* START LISTED ENTRIES *
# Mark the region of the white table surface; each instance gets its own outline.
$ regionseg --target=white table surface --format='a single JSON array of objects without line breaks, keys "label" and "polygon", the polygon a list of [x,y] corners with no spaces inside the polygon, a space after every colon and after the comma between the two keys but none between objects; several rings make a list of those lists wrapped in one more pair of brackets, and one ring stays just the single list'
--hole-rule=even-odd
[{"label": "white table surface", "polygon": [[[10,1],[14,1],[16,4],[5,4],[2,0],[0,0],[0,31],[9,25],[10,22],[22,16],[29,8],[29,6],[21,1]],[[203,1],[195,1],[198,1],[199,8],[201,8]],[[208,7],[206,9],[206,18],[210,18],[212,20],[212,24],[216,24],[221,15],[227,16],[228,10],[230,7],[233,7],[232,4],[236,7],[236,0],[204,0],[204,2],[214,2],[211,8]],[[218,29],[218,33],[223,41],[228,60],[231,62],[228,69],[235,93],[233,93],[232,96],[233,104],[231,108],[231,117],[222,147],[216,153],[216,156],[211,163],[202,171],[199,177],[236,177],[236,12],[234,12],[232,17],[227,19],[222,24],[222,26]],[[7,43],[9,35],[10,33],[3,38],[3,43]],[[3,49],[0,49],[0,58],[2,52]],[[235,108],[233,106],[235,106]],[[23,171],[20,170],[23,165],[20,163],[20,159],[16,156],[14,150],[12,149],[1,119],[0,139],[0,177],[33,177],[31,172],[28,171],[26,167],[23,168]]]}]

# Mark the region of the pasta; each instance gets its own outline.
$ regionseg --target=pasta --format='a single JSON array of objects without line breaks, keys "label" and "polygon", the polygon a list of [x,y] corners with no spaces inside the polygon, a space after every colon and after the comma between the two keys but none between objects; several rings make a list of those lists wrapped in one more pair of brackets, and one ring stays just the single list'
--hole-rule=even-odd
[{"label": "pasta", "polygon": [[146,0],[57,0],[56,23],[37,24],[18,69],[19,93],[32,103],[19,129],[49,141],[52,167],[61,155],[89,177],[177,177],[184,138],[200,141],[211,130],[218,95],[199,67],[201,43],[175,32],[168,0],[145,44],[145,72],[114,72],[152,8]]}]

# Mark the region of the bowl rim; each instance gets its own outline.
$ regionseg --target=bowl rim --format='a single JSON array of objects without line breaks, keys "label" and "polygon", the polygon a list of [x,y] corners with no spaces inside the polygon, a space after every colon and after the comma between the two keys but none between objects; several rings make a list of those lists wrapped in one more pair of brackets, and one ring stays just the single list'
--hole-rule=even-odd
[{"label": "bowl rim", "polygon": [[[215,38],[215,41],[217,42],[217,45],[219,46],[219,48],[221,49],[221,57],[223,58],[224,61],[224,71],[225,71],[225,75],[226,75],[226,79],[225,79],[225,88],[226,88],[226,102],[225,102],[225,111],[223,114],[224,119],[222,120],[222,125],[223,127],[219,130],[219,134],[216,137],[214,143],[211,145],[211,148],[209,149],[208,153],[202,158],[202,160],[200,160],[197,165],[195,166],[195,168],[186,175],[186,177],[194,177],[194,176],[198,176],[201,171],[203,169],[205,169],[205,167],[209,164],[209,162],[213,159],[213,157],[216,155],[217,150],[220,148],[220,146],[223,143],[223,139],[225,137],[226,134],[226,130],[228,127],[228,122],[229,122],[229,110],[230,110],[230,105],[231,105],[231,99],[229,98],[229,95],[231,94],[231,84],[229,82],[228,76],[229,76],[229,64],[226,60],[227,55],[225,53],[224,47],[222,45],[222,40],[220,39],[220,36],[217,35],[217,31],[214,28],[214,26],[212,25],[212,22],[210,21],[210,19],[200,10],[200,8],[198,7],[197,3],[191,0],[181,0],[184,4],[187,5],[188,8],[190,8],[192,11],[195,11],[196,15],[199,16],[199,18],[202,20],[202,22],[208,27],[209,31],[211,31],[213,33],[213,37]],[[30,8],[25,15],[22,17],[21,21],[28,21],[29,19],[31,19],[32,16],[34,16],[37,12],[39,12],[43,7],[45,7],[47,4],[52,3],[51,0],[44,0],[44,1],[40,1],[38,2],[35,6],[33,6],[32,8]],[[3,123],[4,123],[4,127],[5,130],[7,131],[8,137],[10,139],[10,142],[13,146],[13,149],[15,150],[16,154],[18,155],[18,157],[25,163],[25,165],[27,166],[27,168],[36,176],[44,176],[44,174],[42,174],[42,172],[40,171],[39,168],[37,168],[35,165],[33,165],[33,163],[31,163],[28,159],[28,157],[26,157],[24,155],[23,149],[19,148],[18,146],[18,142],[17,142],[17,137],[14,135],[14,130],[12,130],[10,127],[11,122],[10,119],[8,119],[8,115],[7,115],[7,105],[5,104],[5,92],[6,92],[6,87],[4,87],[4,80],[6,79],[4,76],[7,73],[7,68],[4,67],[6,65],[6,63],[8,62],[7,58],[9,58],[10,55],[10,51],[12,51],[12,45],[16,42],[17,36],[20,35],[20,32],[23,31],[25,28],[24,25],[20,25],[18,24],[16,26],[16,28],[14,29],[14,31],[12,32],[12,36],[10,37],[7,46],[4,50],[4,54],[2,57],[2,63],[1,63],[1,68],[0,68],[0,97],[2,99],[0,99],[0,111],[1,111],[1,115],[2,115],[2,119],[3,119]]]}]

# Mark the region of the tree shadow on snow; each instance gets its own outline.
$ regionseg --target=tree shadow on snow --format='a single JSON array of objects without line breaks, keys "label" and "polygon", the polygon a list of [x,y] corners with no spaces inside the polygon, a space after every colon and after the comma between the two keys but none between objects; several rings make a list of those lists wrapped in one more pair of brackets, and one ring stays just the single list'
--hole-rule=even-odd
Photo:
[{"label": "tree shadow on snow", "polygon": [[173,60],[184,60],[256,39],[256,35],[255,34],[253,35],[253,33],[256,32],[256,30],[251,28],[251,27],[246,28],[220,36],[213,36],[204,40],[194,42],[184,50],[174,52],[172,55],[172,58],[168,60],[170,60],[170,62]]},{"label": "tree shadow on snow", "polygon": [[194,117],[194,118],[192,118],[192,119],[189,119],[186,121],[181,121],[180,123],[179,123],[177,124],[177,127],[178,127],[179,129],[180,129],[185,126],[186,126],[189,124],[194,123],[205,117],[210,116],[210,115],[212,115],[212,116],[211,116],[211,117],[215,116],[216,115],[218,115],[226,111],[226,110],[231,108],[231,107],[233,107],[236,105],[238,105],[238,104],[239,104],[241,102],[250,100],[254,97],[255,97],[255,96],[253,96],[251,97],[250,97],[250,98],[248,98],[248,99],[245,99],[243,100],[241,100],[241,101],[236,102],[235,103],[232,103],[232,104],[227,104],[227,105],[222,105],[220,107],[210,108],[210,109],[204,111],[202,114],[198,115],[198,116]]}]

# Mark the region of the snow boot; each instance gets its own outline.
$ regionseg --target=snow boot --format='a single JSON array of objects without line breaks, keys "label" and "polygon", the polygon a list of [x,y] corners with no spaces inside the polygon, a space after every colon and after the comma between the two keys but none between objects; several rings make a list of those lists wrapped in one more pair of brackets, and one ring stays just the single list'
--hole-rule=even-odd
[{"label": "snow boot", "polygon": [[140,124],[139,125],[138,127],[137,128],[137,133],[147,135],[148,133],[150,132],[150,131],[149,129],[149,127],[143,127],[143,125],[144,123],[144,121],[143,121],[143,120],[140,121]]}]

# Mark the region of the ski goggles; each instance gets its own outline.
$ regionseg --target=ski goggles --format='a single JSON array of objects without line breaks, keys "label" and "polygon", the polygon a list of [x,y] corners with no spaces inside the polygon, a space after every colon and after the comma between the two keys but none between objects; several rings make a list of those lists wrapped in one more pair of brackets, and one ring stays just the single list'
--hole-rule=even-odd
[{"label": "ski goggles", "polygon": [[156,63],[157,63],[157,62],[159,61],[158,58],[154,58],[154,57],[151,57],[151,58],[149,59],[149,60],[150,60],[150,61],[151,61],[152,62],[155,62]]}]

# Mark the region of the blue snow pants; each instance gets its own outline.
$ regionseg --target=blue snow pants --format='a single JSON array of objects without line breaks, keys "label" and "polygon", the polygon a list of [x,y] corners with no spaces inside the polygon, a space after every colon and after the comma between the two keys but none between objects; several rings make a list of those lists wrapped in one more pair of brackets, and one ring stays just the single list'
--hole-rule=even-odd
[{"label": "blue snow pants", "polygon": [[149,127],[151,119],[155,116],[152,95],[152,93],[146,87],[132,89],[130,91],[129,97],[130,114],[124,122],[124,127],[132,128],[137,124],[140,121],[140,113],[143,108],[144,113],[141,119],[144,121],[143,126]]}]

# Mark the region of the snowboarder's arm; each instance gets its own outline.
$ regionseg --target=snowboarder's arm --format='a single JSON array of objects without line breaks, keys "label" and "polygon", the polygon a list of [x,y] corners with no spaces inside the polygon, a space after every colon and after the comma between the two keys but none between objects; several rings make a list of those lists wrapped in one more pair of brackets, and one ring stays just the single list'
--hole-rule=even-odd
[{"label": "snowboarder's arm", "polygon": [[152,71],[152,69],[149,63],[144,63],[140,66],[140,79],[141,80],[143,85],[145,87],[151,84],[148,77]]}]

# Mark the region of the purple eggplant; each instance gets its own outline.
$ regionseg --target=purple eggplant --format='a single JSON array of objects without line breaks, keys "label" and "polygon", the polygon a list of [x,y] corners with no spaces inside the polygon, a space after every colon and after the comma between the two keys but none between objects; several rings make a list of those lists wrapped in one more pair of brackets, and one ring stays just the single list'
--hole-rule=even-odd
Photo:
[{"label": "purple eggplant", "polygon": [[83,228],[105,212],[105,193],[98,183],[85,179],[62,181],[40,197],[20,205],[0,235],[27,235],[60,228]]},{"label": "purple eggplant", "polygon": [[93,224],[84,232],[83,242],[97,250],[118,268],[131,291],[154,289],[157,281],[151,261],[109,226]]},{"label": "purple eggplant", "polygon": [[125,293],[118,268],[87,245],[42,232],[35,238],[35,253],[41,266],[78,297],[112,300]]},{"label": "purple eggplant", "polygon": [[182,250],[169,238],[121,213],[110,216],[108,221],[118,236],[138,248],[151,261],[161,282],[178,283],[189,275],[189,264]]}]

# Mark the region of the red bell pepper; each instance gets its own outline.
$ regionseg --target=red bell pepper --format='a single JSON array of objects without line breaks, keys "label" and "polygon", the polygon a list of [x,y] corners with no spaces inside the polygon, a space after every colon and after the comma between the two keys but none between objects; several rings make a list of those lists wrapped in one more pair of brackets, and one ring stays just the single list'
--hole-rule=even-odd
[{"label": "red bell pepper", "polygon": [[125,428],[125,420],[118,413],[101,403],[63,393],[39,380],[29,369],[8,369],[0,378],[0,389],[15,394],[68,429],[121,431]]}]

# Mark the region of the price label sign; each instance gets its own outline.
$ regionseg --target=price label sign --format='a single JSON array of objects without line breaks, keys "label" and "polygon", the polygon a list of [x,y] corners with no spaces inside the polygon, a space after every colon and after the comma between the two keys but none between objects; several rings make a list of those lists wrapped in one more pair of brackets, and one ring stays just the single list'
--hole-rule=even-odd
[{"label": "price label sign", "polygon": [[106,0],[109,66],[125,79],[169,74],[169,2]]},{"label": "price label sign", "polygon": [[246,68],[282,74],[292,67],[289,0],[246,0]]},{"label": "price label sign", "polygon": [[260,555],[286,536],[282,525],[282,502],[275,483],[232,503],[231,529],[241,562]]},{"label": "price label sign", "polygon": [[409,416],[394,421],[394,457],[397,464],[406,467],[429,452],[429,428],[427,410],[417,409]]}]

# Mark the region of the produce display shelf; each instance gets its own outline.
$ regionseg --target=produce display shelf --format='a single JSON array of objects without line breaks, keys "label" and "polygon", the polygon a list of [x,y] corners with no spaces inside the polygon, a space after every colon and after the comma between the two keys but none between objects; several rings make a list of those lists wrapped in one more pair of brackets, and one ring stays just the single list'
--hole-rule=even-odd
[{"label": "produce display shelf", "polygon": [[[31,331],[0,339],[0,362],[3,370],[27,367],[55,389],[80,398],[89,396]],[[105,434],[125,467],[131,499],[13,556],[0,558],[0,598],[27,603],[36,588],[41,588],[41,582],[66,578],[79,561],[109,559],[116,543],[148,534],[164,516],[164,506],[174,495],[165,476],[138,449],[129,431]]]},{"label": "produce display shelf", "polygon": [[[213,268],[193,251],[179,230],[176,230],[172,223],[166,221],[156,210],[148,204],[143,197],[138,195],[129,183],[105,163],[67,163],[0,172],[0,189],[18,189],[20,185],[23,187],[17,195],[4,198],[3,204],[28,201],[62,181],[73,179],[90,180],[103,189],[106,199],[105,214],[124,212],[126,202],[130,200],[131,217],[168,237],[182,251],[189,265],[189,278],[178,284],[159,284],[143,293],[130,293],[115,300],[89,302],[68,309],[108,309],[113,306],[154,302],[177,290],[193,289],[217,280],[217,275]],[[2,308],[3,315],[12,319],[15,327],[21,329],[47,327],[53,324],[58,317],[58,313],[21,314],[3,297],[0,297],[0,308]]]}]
* END LISTED ENTRIES *
**TASK TO COMPLETE:** Repeat the records verbatim, starting at the line containing "# Mark the region of the produce" and ending at the line containing "regionseg --target=produce display", inclusive.

**TASK OUTPUT:**
# Mark the region of the produce display shelf; each instance gets its own outline.
$ regionseg --target=produce display shelf --format='a single JSON array of objects without line breaks, keys "label" and "polygon", the polygon a list of [x,y] corners with no spaces inside the polygon, a space after every colon and after the comma between the two keys but none between objects; several rings make a list of those lists wrapped in one more pair of brackets, and one ring stays just the single list'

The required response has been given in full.